━━━ Text excerpt

Kafka Broker Pod Failure Experiment Details

Experiment Metadata

Type	Description	Kafka Distribution	Tested K8s Platform
Kafka	Fail kafka leader-broker pods	Confluent, Kudo-Kafka	AWS Konvoy, GKE, EKS

Prerequisites

Ensure that the Litmus Chaos Operator is running by executing kubectl get pods in operator namespace (typically, litmus). If not, install from here
Ensure that the kafka-broker-pod-failure experiment resource is available in the cluster by executing kubectl get chaosexperiments in the desired namespace. If not, install from here
Ensure that Kafka & Zookeeper are deployed as Statefulsets
If Confluent/Kudo Operators have been used to deploy Kafka, note the instance name, which will be used as the value of KAFKA_INSTANCE_NAME experiment environment variable
- In case of Confluent, specified by the --name flag
- In case of Kudo, specified by the --instance flag
Zookeeper uses this to construct a path in which kafka cluster data is stored.
Ensure that the kafka-broker-disk failure experiment resource is available in the cluster. If not, install from here

Entry Criteria

Kafka Cluster (comprising the Kafka-broker & Zookeeper Statefulsets) is healthy

Exit Criteria

Kafka Cluster (comprising the Kafka-broker & Zookeeper Statefulsets) is healthy
Kafka Message stream (if enabled) is unbroken

Details

Causes (forced/graceful) pod failure of specific/random Kafka broker pods
Tests deployment sanity (replica availability & uninterrupted service) and recovery workflows of the Kafka cluster
Tests unbroken message stream when KAFKA_LIVENESS_STREAM experiment environment variable is set to enabled

Integrations

Pod failures can be effected using one of these chaos libraries: litmus, powerfulseal
The desired chaos library can be selected by setting one of the above options as value for the environment variable LIB

Steps to Execute the Chaos Experiment

This Chaos Experiment can be triggered by creating a ChaosEngine resource on the cluster. To understand the values to provide in a ChaosEngine specification, refer Getting Started
Follow the steps in the sections below to create the chaosServiceAccount, prepare the ChaosEngine & execute the experiment.

Prepare chaosServiceAccount

Use this sample RBAC manifest to create a chaosServiceAccount in the desired (app) namespace. This example consists of the minimum necessary role permissions to execute the experiment.

━━━━━━

Challenge 1 ▸ Reproduce the part of the Kafka broker pod failure text between "Prepare chaosServiceAccount" and "to execute the experiment.", inclusive.
Challenge 2 ▸ Take the Kafka broker pod failure text further, starting right after its final sentence about the sample RBAC manifest.
The records that come after the Kafka broker pod failure text are not needed for anything here.

━━━ Data section

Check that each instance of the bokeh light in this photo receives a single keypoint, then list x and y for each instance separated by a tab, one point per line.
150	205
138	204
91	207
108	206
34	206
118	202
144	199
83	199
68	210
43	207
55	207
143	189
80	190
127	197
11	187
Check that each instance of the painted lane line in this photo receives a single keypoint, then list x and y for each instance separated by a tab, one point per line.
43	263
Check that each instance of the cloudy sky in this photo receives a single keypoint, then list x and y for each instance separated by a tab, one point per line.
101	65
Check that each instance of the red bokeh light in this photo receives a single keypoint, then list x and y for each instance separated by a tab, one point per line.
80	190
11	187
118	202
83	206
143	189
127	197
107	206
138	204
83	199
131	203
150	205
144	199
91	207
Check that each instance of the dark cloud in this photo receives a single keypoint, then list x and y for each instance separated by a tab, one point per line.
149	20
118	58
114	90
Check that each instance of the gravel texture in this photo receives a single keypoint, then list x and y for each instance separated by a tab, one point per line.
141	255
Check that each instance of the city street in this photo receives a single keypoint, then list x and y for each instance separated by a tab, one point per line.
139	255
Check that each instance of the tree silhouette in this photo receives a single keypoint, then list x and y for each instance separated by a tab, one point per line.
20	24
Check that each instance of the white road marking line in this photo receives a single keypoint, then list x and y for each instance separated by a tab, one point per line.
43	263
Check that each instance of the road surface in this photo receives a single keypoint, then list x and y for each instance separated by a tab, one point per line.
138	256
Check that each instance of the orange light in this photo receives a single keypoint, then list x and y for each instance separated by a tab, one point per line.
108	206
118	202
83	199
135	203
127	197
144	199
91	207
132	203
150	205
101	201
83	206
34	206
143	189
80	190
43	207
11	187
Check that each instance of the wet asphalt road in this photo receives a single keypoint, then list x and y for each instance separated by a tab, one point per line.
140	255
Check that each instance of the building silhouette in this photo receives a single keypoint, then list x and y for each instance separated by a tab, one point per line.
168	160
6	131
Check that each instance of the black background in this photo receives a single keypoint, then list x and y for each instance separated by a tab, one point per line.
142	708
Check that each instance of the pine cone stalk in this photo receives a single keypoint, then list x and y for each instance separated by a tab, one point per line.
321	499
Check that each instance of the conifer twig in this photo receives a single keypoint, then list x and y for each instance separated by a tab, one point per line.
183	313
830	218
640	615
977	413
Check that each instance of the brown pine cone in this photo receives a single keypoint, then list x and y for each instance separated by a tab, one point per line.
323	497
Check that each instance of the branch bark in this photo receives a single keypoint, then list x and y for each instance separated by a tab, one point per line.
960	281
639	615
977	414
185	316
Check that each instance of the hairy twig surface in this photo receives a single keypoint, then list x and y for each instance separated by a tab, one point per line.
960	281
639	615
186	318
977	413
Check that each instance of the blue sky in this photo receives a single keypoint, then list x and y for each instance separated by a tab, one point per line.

━━━━━━

Final result 1 ▸
Prepare chaosServiceAccount

Use this sample RBAC manifest to create a chaosServiceAccount in the desired (app) namespace. This example consists of the minimum necessary role permissions to execute the experiment.

Final result 2 ▸
Sample Rbac Manifest

apiVersion: v1
kind: ServiceAccount
metadata:
  name: kafka-broker-pod-failure-sa
  namespace: default
  labels:
    name: kafka-broker-pod-failure-sa
---
apiVersion: rbac.authorization.k8s.io/v1beta1
kind: ClusterRole
metadata:
  name: kafka-broker-pod-failure-sa
  labels:
    name: kafka-broker-pod-failure-sa
rules:
- apiGroups: ["","litmuschaos.io","batch","apps"]
  resources: ["pods","deployments","pods/log","events","jobs","pods/exec","statefulsets","configmaps","chaosengines","chaosexperiments","chaosresults"]
  verbs: ["create","list","get","patch","delete"]
- apiGroups: [""]
  resources: ["nodes"]
  verbs: ["get","list"]
---
apiVersion: rbac.authorization.k8s.io/v1beta1
kind: ClusterRoleBinding
metadata:
  name: kafka-broker-pod-failure-sa
  labels:
    name: kafka-broker-pod-failure-sa
roleRef:
  apiGroup: rbac.authorization.k8s.io
  kind: ClusterRole
  name: kafka-broker-pod-failure-sa
subjects:
- kind: ServiceAccount
  name: kafka-broker-pod-failure-sa
  namespace: default

Prepare ChaosEngine

Provide the application info in spec.appinfo
Provide the experiment tunables. While many tunables have default values specified in the ChaosExperiment CR, some need to be explicitly supplied in experiments.spec.components.env.
To understand the values to provided in a ChaosEngine specification, refer ChaosEngine Concepts

Supported Experiment Tunables

Parameter	Description	Specify In ChaosEngine	Notes
KAFKA_NAMESPACE	Namespace of Kafka Brokers	Mandatory	May be same as value for `spec.appinfo.appns`
KAFKA_LABEL	Unique label of Kafka Brokers	Mandatory	May be same as value for `spec.appinfo.applabel`
KAFKA_SERVICE	Headless service of the Kafka Statefulset	Mandatory
KAFKA_PORT	Port of the Kafka ClusterIP service	Mandatory
ZOOKEEPER_NAMESPACE	Namespace of Zookeeper Cluster	Mandatory	May be same as value for KAFKA_NAMESPACE or other
ZOOKEEPER_LABEL	Unique label of Zokeeper statefulset	Mandatory
ZOOKEEPER_SERVICE	Headless service of the Zookeeper Statefulset	Mandatory
ZOOKEEPER_PORT	Port of the Zookeeper ClusterIP service	Mandatory
KAFKA_BROKER	Kafka broker pod (name) to be deleted	Optional	A target selection mode (random/liveness-based/specific)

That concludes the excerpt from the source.